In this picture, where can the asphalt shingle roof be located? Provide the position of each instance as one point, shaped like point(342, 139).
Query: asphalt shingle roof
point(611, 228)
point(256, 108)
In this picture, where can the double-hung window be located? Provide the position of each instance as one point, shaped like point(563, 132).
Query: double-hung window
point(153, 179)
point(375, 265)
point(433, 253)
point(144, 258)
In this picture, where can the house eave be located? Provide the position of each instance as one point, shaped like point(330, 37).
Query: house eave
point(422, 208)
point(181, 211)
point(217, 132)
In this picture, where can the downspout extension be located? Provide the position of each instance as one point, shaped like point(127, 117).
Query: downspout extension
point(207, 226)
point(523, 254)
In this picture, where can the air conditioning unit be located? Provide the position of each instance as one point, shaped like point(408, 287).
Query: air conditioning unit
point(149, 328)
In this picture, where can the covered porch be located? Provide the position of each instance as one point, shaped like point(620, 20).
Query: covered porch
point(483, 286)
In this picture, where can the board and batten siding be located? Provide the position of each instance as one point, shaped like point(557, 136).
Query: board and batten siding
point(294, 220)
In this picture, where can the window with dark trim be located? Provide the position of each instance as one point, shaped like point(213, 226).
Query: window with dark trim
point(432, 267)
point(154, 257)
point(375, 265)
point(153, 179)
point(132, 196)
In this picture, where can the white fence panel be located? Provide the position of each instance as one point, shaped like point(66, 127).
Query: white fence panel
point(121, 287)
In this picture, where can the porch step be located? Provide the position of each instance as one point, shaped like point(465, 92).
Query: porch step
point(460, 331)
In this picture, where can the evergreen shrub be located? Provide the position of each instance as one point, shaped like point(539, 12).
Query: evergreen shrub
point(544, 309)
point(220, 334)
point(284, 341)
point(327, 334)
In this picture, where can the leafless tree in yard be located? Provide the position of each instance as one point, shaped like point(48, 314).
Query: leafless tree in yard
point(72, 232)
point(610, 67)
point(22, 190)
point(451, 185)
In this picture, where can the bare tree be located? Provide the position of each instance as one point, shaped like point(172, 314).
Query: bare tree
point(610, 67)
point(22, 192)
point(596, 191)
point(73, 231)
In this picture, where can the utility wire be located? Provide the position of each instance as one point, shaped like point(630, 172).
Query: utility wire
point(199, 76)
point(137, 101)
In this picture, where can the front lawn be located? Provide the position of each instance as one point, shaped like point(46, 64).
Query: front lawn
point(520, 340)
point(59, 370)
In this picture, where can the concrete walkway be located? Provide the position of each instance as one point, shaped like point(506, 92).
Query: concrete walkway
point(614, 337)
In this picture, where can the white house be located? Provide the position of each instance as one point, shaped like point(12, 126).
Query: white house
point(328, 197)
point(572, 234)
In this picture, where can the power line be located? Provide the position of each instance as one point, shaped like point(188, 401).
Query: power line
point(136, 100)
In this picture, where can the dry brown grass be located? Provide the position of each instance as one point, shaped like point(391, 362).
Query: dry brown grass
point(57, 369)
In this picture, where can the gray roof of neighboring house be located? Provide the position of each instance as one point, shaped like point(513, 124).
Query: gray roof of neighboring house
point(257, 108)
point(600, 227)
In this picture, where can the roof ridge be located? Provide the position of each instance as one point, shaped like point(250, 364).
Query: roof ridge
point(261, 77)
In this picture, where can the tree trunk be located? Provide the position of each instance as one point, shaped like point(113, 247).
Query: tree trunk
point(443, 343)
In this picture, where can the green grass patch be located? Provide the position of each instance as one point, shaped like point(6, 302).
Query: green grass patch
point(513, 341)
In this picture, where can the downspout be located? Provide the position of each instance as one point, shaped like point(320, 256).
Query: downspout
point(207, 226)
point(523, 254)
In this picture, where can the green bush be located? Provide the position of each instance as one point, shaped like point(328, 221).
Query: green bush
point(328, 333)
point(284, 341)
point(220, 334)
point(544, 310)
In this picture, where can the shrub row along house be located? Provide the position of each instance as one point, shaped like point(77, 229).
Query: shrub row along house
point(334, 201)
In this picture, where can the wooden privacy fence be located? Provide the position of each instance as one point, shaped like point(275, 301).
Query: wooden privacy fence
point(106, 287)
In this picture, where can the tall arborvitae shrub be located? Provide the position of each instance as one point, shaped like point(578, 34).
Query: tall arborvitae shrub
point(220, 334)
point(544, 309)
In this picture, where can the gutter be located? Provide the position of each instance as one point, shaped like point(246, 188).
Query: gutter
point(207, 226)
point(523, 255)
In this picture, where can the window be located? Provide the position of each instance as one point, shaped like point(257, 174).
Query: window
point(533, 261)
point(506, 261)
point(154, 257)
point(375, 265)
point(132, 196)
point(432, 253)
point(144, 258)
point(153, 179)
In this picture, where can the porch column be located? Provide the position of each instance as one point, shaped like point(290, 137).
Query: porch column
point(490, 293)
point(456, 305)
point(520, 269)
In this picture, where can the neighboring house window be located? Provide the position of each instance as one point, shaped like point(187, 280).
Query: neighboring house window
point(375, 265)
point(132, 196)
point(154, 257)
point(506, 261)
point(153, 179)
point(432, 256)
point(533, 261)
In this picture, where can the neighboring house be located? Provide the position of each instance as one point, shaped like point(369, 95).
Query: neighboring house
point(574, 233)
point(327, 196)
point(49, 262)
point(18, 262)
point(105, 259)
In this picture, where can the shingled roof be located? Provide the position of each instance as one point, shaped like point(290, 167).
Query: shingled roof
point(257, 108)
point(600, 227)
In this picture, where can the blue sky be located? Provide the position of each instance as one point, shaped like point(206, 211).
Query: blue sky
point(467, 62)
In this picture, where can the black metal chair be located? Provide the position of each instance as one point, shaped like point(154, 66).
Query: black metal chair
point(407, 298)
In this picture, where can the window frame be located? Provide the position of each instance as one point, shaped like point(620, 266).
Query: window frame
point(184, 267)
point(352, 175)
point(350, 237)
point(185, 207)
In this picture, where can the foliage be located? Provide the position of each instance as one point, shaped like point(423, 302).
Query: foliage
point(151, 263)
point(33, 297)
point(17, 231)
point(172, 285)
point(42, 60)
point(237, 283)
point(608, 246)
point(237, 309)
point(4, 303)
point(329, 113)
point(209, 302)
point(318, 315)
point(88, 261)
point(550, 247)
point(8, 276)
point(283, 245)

★ ★ ★

Given exercise — Rewrite only the records from the line that contains "In this picture, where can the porch column" through the line that contains "point(185, 207)", keeping their requests, and shift every coordinate in the answer points by adding -129 to it. Leave the sample points inside the requests unchanged.

Correct result —
In this picture, where can the porch column be located? Provide the position of each instance as one point, shaped like point(290, 137).
Query: porch column
point(361, 164)
point(327, 176)
point(391, 140)
In this picture, where can the neighboring house window be located? Provide the position of each instance as one point, shaped like point(187, 280).
Query: neighboring house window
point(246, 136)
point(3, 67)
point(25, 128)
point(377, 132)
point(24, 50)
point(303, 127)
point(404, 132)
In this picture, where can the neighboring house be located? Provide the position of each instance as one point, shaped like point(369, 95).
Query: neighboring house
point(445, 104)
point(198, 67)
point(-80, 133)
point(-111, 133)
point(-24, 130)
In this picture, where can the shingled roof be located? Provide the position of each instance as one point, shaped like point(290, 167).
Query: shingled roof
point(128, -21)
point(471, 98)
In this picture, where can the blue sky be located? Provide the position of each instance as one point, shaped like point(206, 211).
Query: blue sky
point(338, -67)
In this picture, where can the black metal chair be located? Provide the position of each instance as one point, shaped like point(154, 66).
Query: black metal chair
point(278, 169)
In this picture, where can the window frame be located? Provide the position of each instance as one point, shaped like point(620, 266).
Query: window frame
point(55, 138)
point(223, 46)
point(221, 108)
point(56, 78)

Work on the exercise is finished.